(Items from a labeling collection)

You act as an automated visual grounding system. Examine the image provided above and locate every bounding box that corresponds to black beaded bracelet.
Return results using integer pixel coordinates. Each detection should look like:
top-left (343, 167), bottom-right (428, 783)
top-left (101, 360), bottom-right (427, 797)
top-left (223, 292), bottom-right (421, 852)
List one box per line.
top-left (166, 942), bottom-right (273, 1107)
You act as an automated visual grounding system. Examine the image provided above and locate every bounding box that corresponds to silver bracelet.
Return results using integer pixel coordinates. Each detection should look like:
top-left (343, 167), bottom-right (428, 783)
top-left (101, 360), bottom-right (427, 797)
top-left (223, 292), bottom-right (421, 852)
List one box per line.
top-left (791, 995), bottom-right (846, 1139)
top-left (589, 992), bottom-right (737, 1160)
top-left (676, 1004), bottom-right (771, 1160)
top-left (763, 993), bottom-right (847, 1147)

Exercise description:
Can you reproduce all of the records above word for word, without changing a single character?

Solution:
You act as an automated visual grounding system. Examine the image provided above and locate every bounding box that corresponds to black beaded bracelet.
Return results using integer pixel coordinates. Each detection should look like:
top-left (343, 167), bottom-right (428, 783)
top-left (101, 360), bottom-right (427, 797)
top-left (223, 292), bottom-right (421, 852)
List one box per line.
top-left (166, 942), bottom-right (273, 1107)
You act as an automated visual grounding system. Examine the image provided above and locate every bounding box that corresponds to silver bracelet.
Return results using integer pixel coordinates. Each detection should look like:
top-left (343, 167), bottom-right (428, 783)
top-left (101, 360), bottom-right (427, 797)
top-left (223, 292), bottom-right (421, 852)
List one box per line.
top-left (791, 995), bottom-right (846, 1139)
top-left (589, 992), bottom-right (737, 1160)
top-left (676, 1004), bottom-right (771, 1160)
top-left (763, 993), bottom-right (847, 1147)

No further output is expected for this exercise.